◆ Tarefas e exercícios ◆
[1] Passe para o inglês esta frase do texto sobre a nova ordem no Oriente Médio: "Os EUA talvez até desejassem manter-se no jogo, mas o país está superexigido militarmente e financeiramente – e está obrigado a definir prioridades."
[2] Dê sequência ao texto sobre a nova ordem no Oriente Médio, começando logo depois da última frase dele.

◆ Fonte ◆
'''

29/11/2013, [*] Conflicts Forum’s
Traduzido pelo pessoal da Vila Vudu
Oriente Médio e Nordeste da África |
A forte
sacudida na velha ordem no Oriente Médio, iniciada pelo presidente Obama,
mediante a iniciativa síria e, em seguida, a iniciativa iraniana, parece estar
respingando sobre o terreno, como um incipiente novo padrão geopolítico. Ainda
é o começo, e as tendências podem não ser mais que folhas sopradas ao vento do
que já foi chamado de uma ordem global “a-polar” ou “não polar”, a qual, de
qualquer modo parece ter perdido as próprias estruturas que empoderavam a velha
polaridade do poder. Essa nova “ordem” parece estar ganhando uma feição mais anti-polar
– quer dizer, uma recusa de qualquer polaridade, como sua principal
característica, e um retorno às velhas noções de soberania e autonomia: talvez
menos “ordem”, seja qual for.
Bandar bin Sultan |
O impacto
dessa desestruturação aparece talvez mais evidente na grande incoerência
estratégica de nosso tempo: a aparição tempestuosa de Laurent Fabius em
Genebra, para virar o carrinho de maçãs do P5+1, que tão rudemente expôs a
falta de acordo ocidental; e a
ação irada, destrutiva do príncipe Bandar, são apenas dois exemplos, e há outros.
Os EUA
estão-se extraindo militarmente da região para investirem-se militarmente na
Ásia. Os EUA talvez até desejassem manter-se no jogo, mas o país está
superexigido militarmente e financeiramente – e está obrigado a definir
prioridades. Obama foi explícito na fala à Assembleia Geral da ONU; disse que
isso significa que os EUA reduzirão rigorosamente as prioridades nas quais
consumirão ativos políticos e militares, limitando-as a apenas quatro. A
política dos EUA é “sem política”, além disso. E, seja como for, a opinião
pública nos EUA já não está tolerando que os EUA sejam sugados ou por Israel ou
pela Arábia Saudita, para novas guerras no Oriente Médio que interessam àqueles
países e não interessam aos EUA.
Já está bem
claro, também, que os aliados regionais dos EUA não estão conseguindo atender
aos interesses dos EUA: não conseguiram nem conter o Irã nem estabilizar a
Síria (e, de fato, estão ativamente desestabilizando tudo) e, mais importante, já está
bem claro que não são capazes de lidar com o crescimento de células jihadistas.

'''

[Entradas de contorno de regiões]
'''

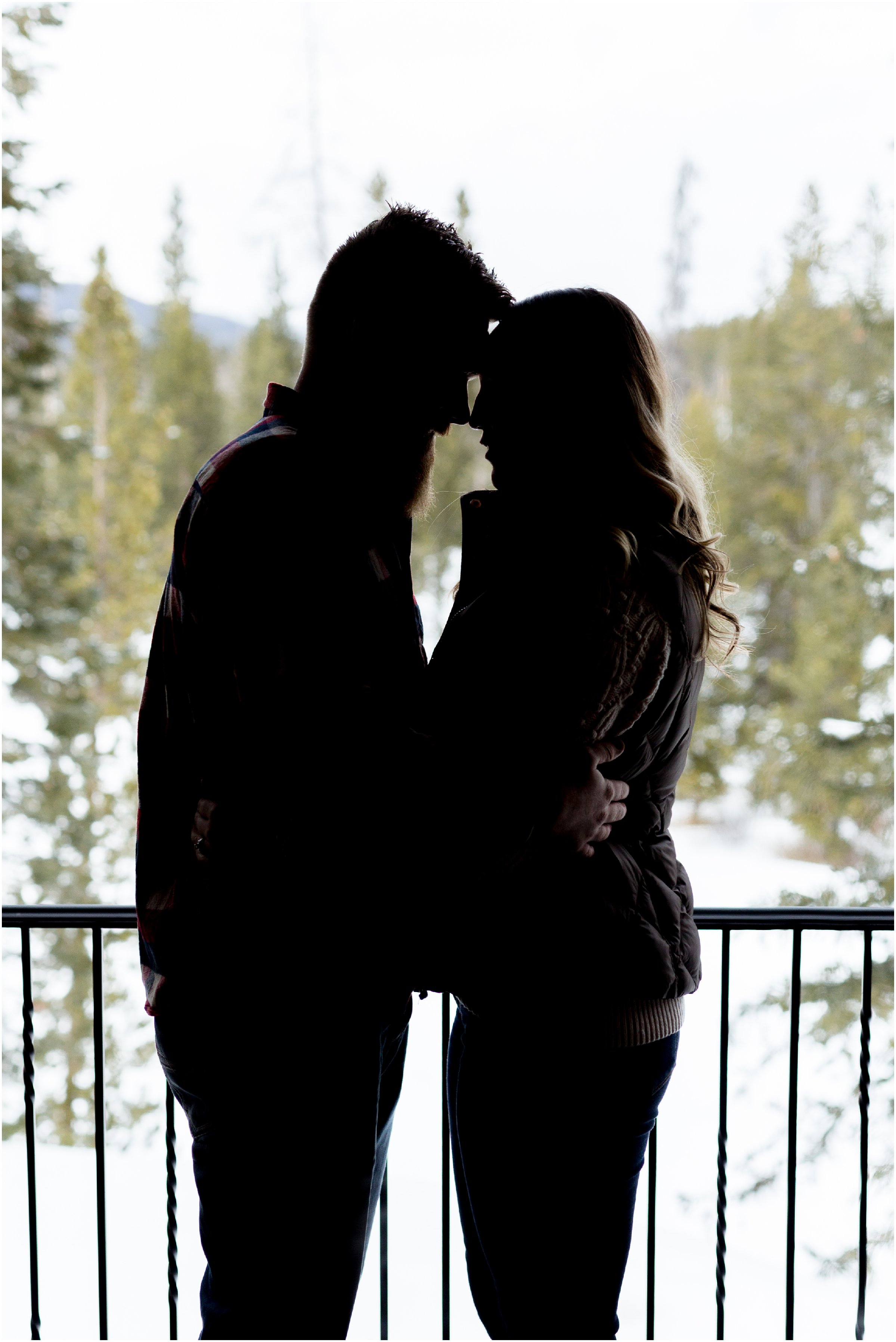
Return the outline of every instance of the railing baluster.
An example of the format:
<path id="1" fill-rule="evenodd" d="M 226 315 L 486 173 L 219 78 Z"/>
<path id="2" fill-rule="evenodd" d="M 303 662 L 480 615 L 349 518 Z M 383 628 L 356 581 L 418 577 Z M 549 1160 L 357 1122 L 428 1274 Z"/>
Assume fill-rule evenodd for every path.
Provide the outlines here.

'''

◆ Respostas por tarefa ◆
[1] The US might even wish to stay in the game, but the country is overstretched militarily and financially – and is forced to set priorities.

[2]
É hora de um novo equilibramento do poder: daí o realinhamento com o Irã (e com
a Síria, a qual mostrou capacidade para, sozinha, infligir significativa
derrota aos jihadistas).
Rei Abdullah Arábia Saudita |
E, de
repente, dois outros estados também sentem o chão escapar-lhes debaixo dos pés.
Durante 50 anos, a Arábia Saudita foi capaz de pagar para que os outros
pensassem à sua moda e implementassem políticas exteriores que a interessavam. O
dinheiro podia tudo. Mas nem cuidaram de construir institucionalmente o próprio
país, nem de construir coisa alguma socialmente significativa, e deram por
garantida a própria liderança sobre o mundo muçulmano, mesmo sem fazer coisa
alguma para criar base sólida também para essa “liderança”. Tudo foi “terceirizado”
e delegado a prestadores de serviços (predominantemente, os serviços secretos
dos EUA e europeus). O Reino Saudita tem poucos verdadeiros amigos na região (e
não os tem nem no Conselho de Cooperação do Golfo). A possibilidade de um estado
xiita “revolucionário” que surge no procênio quase certamente marca o fim do sonho do
rei Faisal, de impor o wahhabismo como única voz legítima do Islã; e, sim,
pode empurrar o Islã para direção muito diferente, fazendo-o inimigo do
salafismo.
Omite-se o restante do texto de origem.